WHAT THE TASK REQUIRES>
Copy out every one of these items word for word, leaving the picture out of your answer.

EXERCISE DATA>
= = = = = = =
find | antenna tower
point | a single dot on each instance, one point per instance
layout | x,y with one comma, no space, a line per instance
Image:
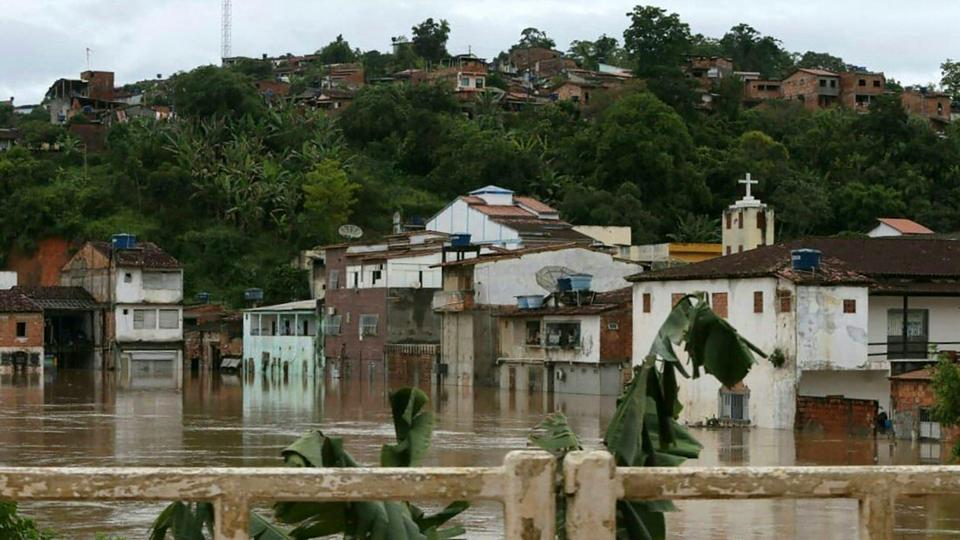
226,29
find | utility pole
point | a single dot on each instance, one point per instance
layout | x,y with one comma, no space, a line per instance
226,30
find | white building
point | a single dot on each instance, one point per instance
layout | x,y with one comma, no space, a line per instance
838,329
283,340
747,223
142,288
897,227
495,216
475,289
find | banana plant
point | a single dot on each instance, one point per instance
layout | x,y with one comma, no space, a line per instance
= = = = = = =
EXERCISE SOLUTION>
find | antenna tower
point | a single dot on each instance, one point per instance
layout | x,y with one comma, no space, a line per instance
Image:
226,29
find | utility pole
point | a single dot on each instance, one point per instance
layout | x,y with one comma, no space, a line per instance
226,30
find | white building
point | a single dot on each instance, one point per instance
layout | x,y with one comma, no space, a line per instance
838,329
283,340
747,223
142,288
897,227
495,216
475,289
find | banana plant
point | a single dot on each instance, one point per instance
layout | x,y with one comma, no space, a line per instance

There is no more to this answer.